Détails de l'exercice - Poursuivez le plan de cours sur l'historien et les mémoires de la Seconde Guerre mondiale au-delà de son dernier titre.

Historien : « Historien est un « trouble-mémoire » » Pierre Laborie. ??
Sc. Explication et recherche de la vérité ► construction d'un récit véridique donc une reconstruction du passé très différente de celle faite par la mémoire d'où dialectique entre les deux Histoire et mémoire(s).

Introduction :

Accroche :
« les peuples qui ne réfléchissent pas sur leur passé sont condamnés à le revivre » (George Santayana)

Pb : Comment l'historien peut-il expliquer que l'immédiat après-guerre n'ait pas permis l'émergence de toutes les mémoires ?

Comment les mémoires de la Seconde Guerre mondiale ont-elles évolué depuis 1945 ?

Une écriture plus sereine de l’histoire du conflit est-elle aujourd’hui possible ?

Plan détaillé :
Introduction
I. L'après-guerre et la recherche de l'unanimité mémorielle (1944/années 60)
A) Des mémoires plurielles dans un contexte difficile
1) Des mémoires collectives éclatées
2) Un objectif de réconciliation nationale

B) Une mémoire officielle consensuelle.
1) Une réconciliation nationale encouragée par l'Etat républicain...
2) ...et favorisée par les historiens

II. Un renouvellement historiographique majeur (années 60/années 80-90)

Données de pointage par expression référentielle
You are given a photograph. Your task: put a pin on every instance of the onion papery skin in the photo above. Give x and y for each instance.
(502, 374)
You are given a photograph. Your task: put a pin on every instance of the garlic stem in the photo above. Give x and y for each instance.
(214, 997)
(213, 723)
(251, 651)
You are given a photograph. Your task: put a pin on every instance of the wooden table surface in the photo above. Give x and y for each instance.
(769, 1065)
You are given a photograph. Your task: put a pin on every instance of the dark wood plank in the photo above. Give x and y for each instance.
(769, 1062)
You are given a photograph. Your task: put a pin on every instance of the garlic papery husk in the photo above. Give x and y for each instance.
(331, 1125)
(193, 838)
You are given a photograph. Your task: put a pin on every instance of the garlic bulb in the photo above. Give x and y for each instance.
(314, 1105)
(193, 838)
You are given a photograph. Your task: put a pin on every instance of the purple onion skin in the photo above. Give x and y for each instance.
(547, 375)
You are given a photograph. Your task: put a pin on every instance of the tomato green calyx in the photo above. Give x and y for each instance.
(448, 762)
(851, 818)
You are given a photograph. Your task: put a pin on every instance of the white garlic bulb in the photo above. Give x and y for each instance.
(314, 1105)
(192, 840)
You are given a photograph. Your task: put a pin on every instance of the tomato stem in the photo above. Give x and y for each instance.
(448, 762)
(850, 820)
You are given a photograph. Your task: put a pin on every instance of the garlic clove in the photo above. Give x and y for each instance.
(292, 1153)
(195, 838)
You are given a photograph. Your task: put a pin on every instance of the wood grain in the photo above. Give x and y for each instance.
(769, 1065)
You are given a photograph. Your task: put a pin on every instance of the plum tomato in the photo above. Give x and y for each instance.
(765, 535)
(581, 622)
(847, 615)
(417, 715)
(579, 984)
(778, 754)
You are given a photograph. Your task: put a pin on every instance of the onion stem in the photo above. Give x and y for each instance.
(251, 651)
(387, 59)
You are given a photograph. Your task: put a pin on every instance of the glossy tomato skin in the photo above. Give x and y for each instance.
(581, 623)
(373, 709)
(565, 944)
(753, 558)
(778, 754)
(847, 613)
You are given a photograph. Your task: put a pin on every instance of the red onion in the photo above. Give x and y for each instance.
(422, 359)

Réponse ci-dessous -
A) La fin du consensus mémoriel
1) Un contexte social propice
2) Le rôle primordial du « témoin »

B) Le Négationnisme et la nécessaire élaboration du devoir de mémoire
1) La réécriture négationniste : un défi mémoriel et historiographique
2) Les principaux procès et leurs conséquences

III. Une mémoire apaisée, une Histoire maîtrisée ? (depuis les années 80-90)
A) Un nouveau travail de mémoire

1) Une reconnaissance tardive par l'Etat français
2) L'ère de la repentance et du devoir de mémoire

B) Une inflation mémorielle, une Histoire en chantier.
1) Une inflation des lieux de mémoire et des commémorations ?
2) Histoire maîtrisée, Histoire canalisée ?

Conclusion

I. L'après-guerre et la recherche de l'unanimité mémorielle (1944/années 60)

A) Des mémoires plurielles dans un contexte difficile

1) Des mémoires collectives éclatées

* Affiche du PCF n°2 p.20 Hachette Diaporama
Analyse orale : révision sur l'analyse de document(s) au Bac

TE :
Contexte immédiat après guerre : traumatisme de la guerre à cause statut France pendant guerre , donc malaise ds population, entretenu par :

► Epuration spontanée sur collabos ( environ 7000 exécutions sommaires), femmes tondues pour collab° horizontale ( 20000 ) . Puis épuration organisée par le nouvel état et procès des chefs de guerre ( sur 160000 procès, 7000 condamnations à mort mais en fait 767 exécutions, peines transformées . Procès de Petain et Laval pdt été 45 : condamnations à morts, Pétain gracié par DG, Laval exécuté ). DG emploie formule «  vichy nul et non avenu » = pour lui Vichy fut une parenthèse qui s’achève avec les procès.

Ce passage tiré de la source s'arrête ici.